Tape shows bin Laden boasting about destruction

By John J. Lumpkin

Associated Press

WASHINGTON – Osama bin Laden contentedly recalled the Sept. 11 suicide attacks against America on a videotape released today by the Pentagon, saying the destruction exceeded his estimates and the event “benefitted Islam greatly.”

The hijackings were “a martyrdom operation,” Bin Laden said in a conversation with two aides and a Saudi sheik, but those who carried them out didn’t know the precise details until just before they boarded the planes.

The tape, amateurish in quality but chilling nonetheless, was released as part of an administration effort to support claims that bin Laden was the mastermind behind the attacks that killed thousands in New York, Washington and Pennsylvania. The translation of the Arabic conversation was provided by the administration.
====
** QUESTIONS ON THE MATERIAL **
(a) List each place that the news article about the bin Laden videotape names as a location where the attacks killed thousands.
(b) Answer these questions from the news article about the bin Laden videotape, one line each:
(i) Who released the videotape?
(ii) With whom was bin Laden talking on the tape?
(iii) Who provided the translation of the Arabic conversation?
(c) Write the next paragraphs of the news article about the bin Laden videotape, picking up after its final sentence.
====
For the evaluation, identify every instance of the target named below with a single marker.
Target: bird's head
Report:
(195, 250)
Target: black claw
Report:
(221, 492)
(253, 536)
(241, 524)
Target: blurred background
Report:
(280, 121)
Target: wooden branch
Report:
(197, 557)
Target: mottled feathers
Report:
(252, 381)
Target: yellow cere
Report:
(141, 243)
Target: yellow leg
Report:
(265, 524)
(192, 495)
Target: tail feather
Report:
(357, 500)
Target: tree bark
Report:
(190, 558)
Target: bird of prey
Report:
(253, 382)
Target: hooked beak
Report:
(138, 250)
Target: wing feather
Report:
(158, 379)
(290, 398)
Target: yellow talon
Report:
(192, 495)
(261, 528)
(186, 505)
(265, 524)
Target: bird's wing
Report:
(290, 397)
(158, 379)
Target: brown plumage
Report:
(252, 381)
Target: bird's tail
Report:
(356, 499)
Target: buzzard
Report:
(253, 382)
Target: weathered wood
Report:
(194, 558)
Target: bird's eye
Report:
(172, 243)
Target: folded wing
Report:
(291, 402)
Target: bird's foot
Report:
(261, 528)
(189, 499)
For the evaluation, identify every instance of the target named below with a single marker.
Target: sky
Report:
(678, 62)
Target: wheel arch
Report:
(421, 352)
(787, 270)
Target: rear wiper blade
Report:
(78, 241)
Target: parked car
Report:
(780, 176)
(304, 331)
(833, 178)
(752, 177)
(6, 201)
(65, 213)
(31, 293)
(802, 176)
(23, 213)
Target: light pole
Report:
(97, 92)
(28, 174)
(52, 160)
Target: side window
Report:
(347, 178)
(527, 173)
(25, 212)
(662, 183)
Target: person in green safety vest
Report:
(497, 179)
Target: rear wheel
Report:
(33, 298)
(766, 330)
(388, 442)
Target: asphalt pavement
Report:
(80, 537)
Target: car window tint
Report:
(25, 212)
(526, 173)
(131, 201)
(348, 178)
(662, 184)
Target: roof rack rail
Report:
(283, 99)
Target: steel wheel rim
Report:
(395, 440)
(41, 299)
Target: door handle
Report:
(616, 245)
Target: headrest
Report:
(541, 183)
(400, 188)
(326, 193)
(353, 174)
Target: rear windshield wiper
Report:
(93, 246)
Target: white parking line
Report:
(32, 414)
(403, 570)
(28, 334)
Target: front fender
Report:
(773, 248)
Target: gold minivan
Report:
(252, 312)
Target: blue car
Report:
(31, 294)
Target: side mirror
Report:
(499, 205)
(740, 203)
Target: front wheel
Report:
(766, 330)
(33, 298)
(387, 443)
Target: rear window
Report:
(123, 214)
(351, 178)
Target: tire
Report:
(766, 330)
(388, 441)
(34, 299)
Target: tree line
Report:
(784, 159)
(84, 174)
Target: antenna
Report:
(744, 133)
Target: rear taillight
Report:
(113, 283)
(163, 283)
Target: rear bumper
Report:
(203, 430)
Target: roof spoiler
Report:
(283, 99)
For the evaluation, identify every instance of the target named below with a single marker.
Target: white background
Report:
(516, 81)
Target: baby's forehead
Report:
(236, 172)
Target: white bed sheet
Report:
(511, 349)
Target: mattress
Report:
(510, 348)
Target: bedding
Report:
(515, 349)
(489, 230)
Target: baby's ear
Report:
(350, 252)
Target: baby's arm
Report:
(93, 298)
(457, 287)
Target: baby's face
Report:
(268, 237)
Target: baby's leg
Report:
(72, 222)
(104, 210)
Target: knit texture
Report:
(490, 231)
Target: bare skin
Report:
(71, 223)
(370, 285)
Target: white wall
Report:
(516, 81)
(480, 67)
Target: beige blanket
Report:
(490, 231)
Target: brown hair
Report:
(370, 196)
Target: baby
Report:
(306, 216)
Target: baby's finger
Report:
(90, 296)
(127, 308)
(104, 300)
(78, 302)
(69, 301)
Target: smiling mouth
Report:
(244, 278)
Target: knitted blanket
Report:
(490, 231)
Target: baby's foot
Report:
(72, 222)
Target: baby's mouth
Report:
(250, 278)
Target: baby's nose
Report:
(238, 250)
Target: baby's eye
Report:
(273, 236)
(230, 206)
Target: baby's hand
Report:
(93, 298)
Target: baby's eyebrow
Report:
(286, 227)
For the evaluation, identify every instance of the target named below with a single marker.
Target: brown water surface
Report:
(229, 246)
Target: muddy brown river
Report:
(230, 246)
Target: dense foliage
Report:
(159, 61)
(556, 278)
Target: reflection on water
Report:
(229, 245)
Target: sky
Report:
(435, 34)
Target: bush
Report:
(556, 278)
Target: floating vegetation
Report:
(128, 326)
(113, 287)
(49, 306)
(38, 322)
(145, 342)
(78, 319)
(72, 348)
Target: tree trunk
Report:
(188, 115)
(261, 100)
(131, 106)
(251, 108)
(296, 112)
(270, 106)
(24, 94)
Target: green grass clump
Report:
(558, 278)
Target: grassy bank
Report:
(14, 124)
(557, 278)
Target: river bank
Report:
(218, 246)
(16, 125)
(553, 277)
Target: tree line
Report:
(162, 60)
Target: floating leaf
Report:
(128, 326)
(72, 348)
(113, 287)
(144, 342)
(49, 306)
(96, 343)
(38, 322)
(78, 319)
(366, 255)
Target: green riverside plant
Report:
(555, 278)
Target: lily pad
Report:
====
** ANSWERS FOR THE TASKS **
(a) New York, Washington, Pennsylvania

(b)
(i) The Pentagon
(ii) Two aides and a Saudi sheik
(iii) The administration

(c)
In it, bin Laden discussed some of the planning that led to the attacks, and recalled tuning in to the radio to hear American news broadcasts of the attack.

“They were overjoyed when the first plane hit the building,” he said of others listening with him that day. “So I said to them: Be patient.”

He said, “At the end of the newscast, they reported that a plane just hit the World Trade Center.”

“Allah be praised,” replied one of the other men in the videotape.

“After a little while, they announced that another plane had hit the World Trade Center,” bin Laden recalled. “The brothers who heard the news were overjoyed by it.”

Administration officials have said the tape was found in a house in Jalalabad after anti-Taliban forces moved in.

On the tape, bin Laden is sitting on the floor of a spare room, talking with several other men, including two aides and an unidentified Saudi sheik.

Entering the room, bin Laden bends over to greet the sheik, then smilingly takes his place next to him, sitting cross-legged on the floor.

The sheik promptly thanks bin Laden, saying, “You have given us weapons, you have given us hope and we thank Allah for you.”

“Everybody praises what you did, the great action you did, which was first and foremost by the grace of Allah,” the sheik continued. “This is the guidance of Allah and the blessed fruit of Jihad.”

“Thanks to Allah,” replied bin Laden.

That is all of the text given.